◆ **Brano citato**:

--*--

Di Andrea Poggi.
Articolo pubblicato dal Corriere della Sera.
Con la nascita del ministero della Transizione ecologica, l’Italia fa un grande passo in avanti nel ridisegnare le proprie priorità strategiche per il futuro. Secondo la nuova ripartizione delle competenze ministeriali sancita da un atteso decreto del governo Draghi, infatti, nel nuovo dicastero convergeranno materie e autorità che mostrano la profonda interconnessione di innovazione e sostenibilità. Un’azione necessaria e attesa, figlia del ruolo sempre più centrale che la sostenibilità ricopre e ricoprirà nelle nostre vite post Covid.
Parliamo dunque di un nuovo paradigma che si esplica nelle sue diverse dimensioni: ambientale, con il ripensamento del nostro modo di consumare e di abitare le città; sociale, con una riflessione sull’etica delle nostre scelte e sulla società che stiamo costruendo; ed economica, con il ridisegno delle pratiche e dei modelli di business con cui creiamo valore per la comunità tutta. Questo nuovo, più ampio, concetto di sostenibilità deve essere sostenuto dunque da strumenti adeguati, che siano nuovi, trasversali e omnicomprensivi.
L’innovazione trova qui la sua perfetta collocazione: da noi definita come antropocentrica, cioè, sempre più pensata su misura dei bisogni dell’uomo, l’innovazione, oggi, deve anche essere a misura di ambiente. Solo così il ministero della Transizione ecologica riuscirà a traghettare il Paese verso la transizione sostenibile, consapevole della necessità di definire e implementare iniziative coraggiose che rispondano all’ambizioso paradigma della sostenibilità, facendo leva su una nuova dimensione più umana dell’innovazione.
Tale consapevolezza è stata una prerogativa del nuovo esecutivo che, non a caso, ha nominato come ministro il fisico Roberto Cingolani, già direttore dell’Istituto Italiano di Tecnologia e responsabile dell’innovazione tecnologica di Leonardo.

--*--

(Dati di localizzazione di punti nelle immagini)

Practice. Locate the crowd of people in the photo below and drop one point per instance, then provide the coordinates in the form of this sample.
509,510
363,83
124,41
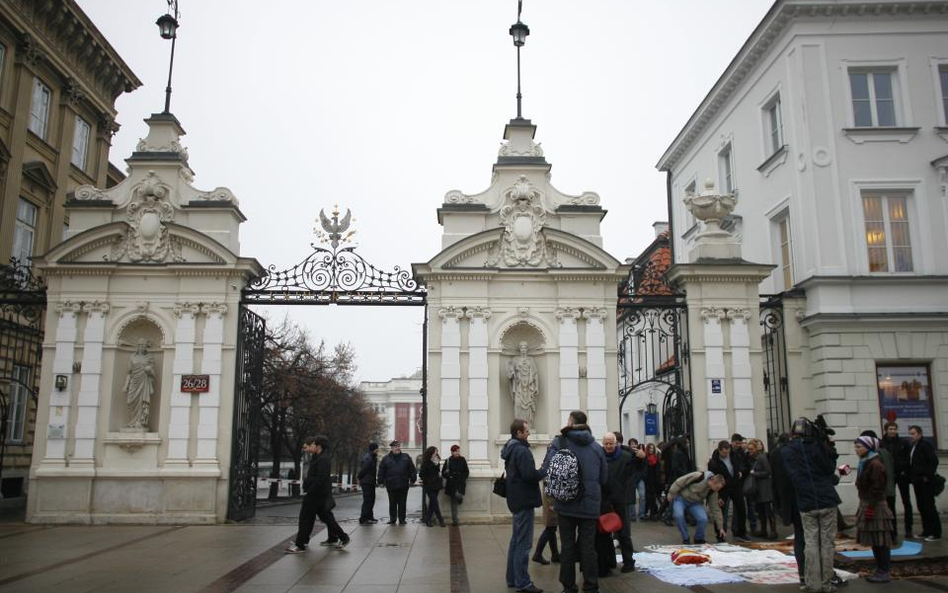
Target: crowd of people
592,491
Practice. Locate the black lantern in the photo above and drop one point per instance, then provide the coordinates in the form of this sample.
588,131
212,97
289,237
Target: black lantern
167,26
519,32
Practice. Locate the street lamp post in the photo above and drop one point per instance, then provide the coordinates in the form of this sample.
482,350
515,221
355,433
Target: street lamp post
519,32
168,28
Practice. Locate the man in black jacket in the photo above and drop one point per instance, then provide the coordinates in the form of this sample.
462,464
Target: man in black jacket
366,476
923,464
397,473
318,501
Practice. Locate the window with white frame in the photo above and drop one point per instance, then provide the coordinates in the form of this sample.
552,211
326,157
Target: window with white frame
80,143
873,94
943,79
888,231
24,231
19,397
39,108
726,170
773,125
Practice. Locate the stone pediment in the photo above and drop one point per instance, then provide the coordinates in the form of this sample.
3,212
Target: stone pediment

--*--

◆ **Compiti da svolgere**:
**A.** Trasforma in un elenco puntato il paragrafo del brano che comincia con "Parliamo dunque di un nuovo paradigma", mantenendone i fatti principali.
**B.** Riporta tutti i ruoli e le qualifiche che il brano attribuisce a Roberto Cingolani.
**C.** Con quale aggettivo viene definita l'innovazione nel brano?
L'elenco non ha alcun ruolo in ciò che viene richiesto.

◆ **Risposte ai compiti**:
**A.**
- La sostenibilità è un nuovo paradigma con tre dimensioni:
  - ambientale: ripensare il modo di consumare e di abitare le città;
  - sociale: riflettere sull'etica delle scelte e sulla società che si sta costruendo;
  - economica: ridisegnare le pratiche e i modelli di business con cui si crea valore per tutta la comunità.
- Questo concetto più ampio di sostenibilità va sostenuto da strumenti adeguati, cioè nuovi, trasversali e omnicomprensivi.

**B.**
- Fisico
- Ministro
- Già direttore dell'Istituto Italiano di Tecnologia
- Responsabile dell'innovazione tecnologica di Leonardo

**C.** Antropocentrica, cioè sempre più pensata su misura dei bisogni dell'uomo.